* Short exercise: Collect every line in the source records below that contains the string "road", treating uppercase and lowercase letters as different.

[Source records]

************

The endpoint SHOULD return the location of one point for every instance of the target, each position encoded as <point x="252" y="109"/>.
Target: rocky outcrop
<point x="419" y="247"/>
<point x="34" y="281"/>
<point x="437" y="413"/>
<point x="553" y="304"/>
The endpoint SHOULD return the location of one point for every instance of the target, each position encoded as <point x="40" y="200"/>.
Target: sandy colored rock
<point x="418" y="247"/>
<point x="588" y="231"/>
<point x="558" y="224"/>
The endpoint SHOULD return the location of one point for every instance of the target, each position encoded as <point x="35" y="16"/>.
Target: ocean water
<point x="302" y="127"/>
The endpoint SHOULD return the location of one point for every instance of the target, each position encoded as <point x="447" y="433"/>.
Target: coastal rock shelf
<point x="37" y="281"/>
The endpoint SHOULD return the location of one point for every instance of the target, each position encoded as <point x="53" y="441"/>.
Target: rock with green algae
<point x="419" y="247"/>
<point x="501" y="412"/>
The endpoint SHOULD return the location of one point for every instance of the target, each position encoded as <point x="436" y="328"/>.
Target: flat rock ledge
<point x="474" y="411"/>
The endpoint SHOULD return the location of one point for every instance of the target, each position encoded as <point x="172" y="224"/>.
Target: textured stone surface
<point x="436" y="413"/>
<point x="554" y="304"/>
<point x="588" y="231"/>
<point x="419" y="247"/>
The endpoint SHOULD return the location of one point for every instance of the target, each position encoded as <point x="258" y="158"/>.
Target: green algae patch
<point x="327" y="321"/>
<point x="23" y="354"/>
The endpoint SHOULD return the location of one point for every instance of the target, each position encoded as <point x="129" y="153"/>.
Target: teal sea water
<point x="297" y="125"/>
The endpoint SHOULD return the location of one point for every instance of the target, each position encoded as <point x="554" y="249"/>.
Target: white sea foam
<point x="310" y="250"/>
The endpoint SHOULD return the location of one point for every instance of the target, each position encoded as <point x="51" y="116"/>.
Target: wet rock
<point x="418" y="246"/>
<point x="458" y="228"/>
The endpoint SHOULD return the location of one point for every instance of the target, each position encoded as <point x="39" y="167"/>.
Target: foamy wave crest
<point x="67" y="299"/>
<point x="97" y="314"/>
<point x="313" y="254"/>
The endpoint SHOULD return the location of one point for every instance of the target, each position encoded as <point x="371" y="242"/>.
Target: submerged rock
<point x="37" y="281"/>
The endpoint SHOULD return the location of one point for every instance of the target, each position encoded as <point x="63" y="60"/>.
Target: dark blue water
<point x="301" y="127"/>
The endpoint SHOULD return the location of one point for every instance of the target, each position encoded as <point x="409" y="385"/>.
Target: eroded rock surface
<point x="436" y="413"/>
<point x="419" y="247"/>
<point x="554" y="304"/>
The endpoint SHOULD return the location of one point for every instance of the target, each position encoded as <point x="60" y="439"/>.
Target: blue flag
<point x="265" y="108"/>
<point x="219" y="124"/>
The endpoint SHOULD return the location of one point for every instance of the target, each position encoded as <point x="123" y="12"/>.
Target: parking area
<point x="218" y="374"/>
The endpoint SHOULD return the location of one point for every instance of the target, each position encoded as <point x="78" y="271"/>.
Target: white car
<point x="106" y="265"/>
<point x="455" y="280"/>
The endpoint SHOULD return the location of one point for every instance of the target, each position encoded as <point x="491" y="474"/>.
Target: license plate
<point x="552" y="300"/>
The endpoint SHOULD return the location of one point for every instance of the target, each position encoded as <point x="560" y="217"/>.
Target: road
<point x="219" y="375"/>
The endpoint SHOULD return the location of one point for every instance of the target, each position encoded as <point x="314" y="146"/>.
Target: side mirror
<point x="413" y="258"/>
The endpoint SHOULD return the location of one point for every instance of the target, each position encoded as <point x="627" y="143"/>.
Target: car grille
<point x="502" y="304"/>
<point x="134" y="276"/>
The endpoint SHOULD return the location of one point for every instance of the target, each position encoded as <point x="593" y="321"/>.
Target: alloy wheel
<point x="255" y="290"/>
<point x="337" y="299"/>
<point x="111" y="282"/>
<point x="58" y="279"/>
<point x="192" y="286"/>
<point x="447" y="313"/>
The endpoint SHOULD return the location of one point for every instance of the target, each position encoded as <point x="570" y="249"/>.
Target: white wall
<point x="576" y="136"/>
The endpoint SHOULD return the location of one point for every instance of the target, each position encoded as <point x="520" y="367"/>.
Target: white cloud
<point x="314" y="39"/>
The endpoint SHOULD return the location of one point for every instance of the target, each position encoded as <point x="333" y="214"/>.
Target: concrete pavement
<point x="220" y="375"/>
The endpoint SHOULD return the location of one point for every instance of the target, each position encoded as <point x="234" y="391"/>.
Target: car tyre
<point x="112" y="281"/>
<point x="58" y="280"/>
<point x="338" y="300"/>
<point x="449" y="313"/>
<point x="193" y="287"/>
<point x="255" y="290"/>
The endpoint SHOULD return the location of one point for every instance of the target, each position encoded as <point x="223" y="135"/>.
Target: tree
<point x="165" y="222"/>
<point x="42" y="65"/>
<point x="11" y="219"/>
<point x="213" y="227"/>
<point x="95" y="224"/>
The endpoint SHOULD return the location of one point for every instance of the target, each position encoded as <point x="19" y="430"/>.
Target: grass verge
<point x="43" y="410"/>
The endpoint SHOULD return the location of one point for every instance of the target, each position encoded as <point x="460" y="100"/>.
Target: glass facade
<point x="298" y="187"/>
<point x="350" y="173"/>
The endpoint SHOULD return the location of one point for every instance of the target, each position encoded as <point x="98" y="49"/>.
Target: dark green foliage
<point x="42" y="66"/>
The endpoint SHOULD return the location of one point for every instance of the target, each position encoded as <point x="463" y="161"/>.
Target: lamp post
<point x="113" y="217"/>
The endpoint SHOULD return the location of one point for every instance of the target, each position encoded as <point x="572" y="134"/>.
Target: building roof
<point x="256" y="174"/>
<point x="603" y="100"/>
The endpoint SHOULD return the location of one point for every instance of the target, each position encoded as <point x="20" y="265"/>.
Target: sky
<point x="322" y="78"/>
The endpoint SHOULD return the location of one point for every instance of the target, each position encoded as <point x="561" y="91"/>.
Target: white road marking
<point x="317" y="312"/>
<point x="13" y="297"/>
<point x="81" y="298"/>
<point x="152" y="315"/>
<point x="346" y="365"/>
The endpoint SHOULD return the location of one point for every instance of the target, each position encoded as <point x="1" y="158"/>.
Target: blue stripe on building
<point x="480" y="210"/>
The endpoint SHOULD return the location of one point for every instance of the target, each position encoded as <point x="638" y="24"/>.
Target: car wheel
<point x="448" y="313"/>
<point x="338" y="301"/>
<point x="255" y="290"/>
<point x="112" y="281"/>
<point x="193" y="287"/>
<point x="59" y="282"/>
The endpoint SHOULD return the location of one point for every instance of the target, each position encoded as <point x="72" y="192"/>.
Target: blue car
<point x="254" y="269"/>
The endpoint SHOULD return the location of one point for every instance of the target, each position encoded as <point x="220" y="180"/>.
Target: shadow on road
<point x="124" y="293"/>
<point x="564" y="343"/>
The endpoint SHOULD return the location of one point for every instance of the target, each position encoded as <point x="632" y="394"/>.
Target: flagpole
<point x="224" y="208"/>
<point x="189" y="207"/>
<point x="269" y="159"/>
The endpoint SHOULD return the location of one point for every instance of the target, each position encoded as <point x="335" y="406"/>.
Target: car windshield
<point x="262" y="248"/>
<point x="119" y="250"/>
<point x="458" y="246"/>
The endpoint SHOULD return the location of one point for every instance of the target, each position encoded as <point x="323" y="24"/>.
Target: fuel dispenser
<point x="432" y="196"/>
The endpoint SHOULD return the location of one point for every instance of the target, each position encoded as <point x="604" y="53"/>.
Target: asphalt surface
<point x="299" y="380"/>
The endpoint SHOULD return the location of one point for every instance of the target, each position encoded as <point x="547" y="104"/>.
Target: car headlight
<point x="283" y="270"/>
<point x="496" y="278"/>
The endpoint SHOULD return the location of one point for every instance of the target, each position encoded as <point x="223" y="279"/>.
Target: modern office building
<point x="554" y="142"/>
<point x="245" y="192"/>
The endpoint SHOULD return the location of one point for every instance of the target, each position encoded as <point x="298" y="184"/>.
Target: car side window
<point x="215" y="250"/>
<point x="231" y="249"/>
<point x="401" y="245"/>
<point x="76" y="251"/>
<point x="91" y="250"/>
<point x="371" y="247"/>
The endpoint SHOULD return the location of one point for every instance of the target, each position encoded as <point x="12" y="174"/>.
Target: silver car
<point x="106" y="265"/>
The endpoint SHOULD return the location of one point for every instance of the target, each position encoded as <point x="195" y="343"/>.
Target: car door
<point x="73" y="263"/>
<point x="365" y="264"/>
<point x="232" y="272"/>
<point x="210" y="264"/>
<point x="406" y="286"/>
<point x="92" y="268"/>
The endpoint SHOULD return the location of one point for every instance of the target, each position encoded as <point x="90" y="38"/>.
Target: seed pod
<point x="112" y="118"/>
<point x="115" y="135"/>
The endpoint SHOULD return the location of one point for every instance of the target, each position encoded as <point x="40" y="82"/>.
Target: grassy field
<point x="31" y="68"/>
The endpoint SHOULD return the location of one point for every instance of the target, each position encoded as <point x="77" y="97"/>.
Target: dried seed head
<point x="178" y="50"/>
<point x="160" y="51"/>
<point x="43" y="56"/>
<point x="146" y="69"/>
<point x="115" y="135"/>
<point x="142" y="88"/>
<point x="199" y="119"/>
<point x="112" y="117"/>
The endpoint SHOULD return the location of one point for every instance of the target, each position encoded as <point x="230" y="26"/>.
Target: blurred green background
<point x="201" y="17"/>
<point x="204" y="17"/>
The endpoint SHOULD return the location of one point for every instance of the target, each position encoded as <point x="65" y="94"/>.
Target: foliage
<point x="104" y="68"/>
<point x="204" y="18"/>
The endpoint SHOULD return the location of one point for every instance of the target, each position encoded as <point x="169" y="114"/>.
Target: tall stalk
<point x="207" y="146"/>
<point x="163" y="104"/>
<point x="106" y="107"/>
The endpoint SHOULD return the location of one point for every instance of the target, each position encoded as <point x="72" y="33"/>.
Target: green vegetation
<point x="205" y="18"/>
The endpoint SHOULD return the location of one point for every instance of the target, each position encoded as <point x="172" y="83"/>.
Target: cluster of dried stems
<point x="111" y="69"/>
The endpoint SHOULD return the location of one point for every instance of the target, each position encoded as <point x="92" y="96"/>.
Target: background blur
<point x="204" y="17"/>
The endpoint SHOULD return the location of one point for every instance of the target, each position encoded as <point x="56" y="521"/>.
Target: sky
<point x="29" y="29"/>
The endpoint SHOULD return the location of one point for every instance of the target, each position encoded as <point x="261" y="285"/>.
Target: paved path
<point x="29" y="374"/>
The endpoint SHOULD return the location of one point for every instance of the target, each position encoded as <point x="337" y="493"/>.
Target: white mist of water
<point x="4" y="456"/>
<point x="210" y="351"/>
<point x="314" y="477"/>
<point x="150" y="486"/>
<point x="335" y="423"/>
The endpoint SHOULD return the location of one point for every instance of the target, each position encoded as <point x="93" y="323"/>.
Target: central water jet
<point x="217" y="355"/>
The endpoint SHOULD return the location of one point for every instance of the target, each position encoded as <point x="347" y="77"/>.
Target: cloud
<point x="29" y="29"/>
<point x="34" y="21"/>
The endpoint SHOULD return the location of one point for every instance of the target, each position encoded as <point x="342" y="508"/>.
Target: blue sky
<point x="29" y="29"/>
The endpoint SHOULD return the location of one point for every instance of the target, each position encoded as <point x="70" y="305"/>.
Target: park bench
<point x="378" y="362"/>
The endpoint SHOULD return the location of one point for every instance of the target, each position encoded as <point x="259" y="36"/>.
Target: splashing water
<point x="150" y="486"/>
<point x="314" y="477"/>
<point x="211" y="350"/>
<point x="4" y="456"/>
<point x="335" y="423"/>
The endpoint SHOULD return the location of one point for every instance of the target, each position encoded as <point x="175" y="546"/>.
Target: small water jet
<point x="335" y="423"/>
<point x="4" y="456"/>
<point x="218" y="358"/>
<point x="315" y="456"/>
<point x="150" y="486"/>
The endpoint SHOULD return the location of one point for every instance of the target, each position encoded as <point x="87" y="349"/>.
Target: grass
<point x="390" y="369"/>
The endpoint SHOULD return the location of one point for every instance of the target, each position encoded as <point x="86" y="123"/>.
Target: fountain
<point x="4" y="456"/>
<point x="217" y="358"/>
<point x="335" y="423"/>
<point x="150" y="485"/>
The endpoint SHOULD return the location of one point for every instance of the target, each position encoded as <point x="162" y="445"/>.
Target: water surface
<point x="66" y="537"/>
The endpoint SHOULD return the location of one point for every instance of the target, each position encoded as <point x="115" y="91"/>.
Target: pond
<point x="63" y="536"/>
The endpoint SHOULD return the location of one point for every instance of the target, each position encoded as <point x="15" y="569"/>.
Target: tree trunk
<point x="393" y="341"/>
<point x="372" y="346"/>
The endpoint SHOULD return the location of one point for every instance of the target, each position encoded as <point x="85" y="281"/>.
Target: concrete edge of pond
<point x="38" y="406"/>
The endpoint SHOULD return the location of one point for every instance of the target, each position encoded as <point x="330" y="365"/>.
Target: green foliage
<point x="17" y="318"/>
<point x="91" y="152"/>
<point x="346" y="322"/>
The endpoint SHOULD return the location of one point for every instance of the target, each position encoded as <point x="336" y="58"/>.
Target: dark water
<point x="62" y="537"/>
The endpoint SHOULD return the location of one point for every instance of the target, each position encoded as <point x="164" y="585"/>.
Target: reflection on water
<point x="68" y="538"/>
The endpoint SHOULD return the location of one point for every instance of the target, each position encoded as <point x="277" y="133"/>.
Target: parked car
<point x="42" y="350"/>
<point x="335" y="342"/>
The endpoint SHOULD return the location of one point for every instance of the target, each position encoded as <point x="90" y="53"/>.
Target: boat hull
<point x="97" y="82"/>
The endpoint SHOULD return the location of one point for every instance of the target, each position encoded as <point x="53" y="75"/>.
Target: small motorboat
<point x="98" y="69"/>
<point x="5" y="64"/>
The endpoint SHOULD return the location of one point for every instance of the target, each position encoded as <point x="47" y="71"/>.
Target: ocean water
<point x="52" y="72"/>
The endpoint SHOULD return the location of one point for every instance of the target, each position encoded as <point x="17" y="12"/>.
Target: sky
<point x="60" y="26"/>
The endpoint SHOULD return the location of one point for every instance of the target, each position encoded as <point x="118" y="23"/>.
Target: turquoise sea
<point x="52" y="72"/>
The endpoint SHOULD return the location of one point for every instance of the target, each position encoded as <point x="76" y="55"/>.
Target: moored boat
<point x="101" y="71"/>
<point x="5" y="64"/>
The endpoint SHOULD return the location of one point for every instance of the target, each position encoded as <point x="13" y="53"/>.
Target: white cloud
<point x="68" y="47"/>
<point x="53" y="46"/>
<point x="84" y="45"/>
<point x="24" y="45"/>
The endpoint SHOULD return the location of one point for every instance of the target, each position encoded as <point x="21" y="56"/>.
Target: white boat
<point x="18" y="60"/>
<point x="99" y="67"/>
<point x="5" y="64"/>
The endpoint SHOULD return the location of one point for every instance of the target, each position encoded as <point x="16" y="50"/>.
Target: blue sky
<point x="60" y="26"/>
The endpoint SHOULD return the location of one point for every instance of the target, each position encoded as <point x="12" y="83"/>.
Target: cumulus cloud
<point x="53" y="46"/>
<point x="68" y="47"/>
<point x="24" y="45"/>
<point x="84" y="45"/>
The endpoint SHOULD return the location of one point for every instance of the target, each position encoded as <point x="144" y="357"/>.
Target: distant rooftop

************

* Result:
Target: road
Target: white road marking
Target: shadow on road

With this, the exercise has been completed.